EXERCISE DETAILS - Copy out exactly the line that contains "point_to marks one point per instance of the man wearing" and all lines following it to the end of the data.

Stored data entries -

========================

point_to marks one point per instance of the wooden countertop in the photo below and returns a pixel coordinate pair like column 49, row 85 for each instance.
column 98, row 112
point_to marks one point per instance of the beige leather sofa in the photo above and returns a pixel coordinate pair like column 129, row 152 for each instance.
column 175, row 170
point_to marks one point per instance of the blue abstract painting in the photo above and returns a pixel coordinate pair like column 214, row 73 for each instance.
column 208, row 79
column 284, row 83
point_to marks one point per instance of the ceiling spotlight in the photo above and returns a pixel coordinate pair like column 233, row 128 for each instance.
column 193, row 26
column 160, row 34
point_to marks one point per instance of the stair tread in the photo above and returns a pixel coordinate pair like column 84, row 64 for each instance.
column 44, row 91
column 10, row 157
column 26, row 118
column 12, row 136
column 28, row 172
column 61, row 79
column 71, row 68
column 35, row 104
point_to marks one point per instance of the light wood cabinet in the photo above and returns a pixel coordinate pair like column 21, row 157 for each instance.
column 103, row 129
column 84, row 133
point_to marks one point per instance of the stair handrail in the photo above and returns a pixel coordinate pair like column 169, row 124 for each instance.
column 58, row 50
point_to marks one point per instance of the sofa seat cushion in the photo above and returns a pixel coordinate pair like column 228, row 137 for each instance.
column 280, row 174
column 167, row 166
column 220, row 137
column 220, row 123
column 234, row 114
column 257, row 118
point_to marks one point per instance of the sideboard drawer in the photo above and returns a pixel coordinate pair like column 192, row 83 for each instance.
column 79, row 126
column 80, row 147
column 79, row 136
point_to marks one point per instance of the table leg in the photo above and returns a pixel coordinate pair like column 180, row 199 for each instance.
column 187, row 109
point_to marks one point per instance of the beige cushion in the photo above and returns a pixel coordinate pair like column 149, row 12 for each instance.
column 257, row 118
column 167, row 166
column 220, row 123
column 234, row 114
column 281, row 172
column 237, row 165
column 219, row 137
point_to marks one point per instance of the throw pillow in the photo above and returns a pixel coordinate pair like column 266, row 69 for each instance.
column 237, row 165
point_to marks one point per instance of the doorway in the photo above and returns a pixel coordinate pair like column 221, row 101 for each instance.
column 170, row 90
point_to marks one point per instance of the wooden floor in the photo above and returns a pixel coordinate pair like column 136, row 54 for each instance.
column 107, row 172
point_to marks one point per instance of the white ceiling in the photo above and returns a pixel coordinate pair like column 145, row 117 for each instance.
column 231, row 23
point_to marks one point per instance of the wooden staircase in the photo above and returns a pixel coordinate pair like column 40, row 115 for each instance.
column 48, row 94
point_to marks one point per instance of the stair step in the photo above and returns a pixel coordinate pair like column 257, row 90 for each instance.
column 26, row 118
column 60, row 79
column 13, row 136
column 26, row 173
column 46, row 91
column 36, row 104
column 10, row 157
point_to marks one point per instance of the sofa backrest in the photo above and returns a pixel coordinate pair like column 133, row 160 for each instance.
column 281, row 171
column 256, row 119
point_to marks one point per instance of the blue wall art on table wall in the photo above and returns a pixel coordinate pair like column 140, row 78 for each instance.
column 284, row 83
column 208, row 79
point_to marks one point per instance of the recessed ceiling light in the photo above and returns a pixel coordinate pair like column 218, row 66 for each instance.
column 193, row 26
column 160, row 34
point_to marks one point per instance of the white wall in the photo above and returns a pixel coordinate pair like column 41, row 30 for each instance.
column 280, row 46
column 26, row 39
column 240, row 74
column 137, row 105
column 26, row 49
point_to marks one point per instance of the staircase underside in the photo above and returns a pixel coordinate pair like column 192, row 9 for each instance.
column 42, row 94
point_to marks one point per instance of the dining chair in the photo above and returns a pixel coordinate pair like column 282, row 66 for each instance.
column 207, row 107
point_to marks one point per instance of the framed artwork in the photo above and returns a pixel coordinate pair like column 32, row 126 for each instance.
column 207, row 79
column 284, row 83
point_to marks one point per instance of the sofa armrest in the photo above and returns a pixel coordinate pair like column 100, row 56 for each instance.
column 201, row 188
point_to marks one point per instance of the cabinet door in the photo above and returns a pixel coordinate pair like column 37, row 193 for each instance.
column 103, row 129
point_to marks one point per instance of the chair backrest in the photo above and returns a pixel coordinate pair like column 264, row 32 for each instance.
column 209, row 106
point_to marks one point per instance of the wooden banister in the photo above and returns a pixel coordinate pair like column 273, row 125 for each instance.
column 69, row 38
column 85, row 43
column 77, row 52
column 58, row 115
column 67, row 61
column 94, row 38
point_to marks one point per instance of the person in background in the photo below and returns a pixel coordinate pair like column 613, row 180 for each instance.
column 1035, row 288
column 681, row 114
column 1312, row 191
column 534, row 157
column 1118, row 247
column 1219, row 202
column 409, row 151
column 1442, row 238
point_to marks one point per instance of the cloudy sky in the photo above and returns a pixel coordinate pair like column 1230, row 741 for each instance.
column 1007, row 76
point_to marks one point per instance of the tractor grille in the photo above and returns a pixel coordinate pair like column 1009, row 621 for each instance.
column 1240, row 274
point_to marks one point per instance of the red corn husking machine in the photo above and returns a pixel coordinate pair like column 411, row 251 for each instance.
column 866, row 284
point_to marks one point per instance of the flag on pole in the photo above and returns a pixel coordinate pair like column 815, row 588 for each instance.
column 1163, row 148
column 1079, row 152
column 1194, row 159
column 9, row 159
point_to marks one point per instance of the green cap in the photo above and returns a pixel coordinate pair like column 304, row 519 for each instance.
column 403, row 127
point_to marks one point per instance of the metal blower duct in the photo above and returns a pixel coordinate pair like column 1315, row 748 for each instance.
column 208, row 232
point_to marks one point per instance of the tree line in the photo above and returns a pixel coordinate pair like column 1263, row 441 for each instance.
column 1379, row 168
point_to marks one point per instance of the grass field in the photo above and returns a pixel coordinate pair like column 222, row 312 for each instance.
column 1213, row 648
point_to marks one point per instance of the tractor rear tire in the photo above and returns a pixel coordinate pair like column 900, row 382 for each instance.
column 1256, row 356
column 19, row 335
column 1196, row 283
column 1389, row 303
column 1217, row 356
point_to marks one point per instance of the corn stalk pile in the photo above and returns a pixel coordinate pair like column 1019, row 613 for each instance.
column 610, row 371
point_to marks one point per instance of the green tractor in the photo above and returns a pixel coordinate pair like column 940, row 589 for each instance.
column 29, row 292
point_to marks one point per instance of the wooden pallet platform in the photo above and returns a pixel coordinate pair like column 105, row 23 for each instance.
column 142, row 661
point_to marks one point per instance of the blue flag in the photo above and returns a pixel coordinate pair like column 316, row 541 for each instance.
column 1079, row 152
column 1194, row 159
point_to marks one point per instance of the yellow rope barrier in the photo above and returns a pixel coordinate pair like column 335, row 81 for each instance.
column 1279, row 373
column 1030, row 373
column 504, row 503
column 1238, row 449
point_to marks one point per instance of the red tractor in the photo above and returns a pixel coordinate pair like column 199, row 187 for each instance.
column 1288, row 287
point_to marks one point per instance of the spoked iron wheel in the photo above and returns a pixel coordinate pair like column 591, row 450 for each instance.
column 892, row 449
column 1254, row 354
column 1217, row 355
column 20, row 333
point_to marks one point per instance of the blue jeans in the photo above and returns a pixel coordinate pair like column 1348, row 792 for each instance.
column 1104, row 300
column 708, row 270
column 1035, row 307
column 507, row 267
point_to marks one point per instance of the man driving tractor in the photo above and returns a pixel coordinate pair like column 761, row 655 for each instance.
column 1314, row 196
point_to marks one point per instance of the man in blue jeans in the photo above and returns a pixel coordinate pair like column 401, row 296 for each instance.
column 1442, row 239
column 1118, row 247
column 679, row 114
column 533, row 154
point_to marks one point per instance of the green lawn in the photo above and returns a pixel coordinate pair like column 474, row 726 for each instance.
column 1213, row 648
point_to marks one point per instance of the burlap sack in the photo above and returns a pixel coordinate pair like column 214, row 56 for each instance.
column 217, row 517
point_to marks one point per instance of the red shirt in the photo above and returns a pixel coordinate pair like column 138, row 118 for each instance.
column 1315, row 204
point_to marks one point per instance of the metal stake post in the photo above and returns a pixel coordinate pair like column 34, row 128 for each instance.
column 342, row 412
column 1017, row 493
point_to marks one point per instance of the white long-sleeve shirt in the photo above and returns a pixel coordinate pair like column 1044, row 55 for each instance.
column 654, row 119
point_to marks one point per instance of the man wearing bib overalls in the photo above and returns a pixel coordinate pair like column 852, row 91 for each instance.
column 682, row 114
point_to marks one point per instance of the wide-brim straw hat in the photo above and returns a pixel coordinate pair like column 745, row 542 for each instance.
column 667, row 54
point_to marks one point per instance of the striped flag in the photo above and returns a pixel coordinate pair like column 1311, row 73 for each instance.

========================

ANSWER SPACE -
point_to marks one point per instance of the man wearing bib overalls in the photo above and returns a pixel coordinate pair like column 852, row 91 for each instance.
column 682, row 114
point_to marks one point per instance of the wide-brim straw hat in the photo above and returns a pixel coordinate pair like column 745, row 542 for each instance.
column 667, row 54
point_to marks one point per instance of the striped flag in the photo above and returns a pixel coordinate pair like column 1311, row 73 for each instance.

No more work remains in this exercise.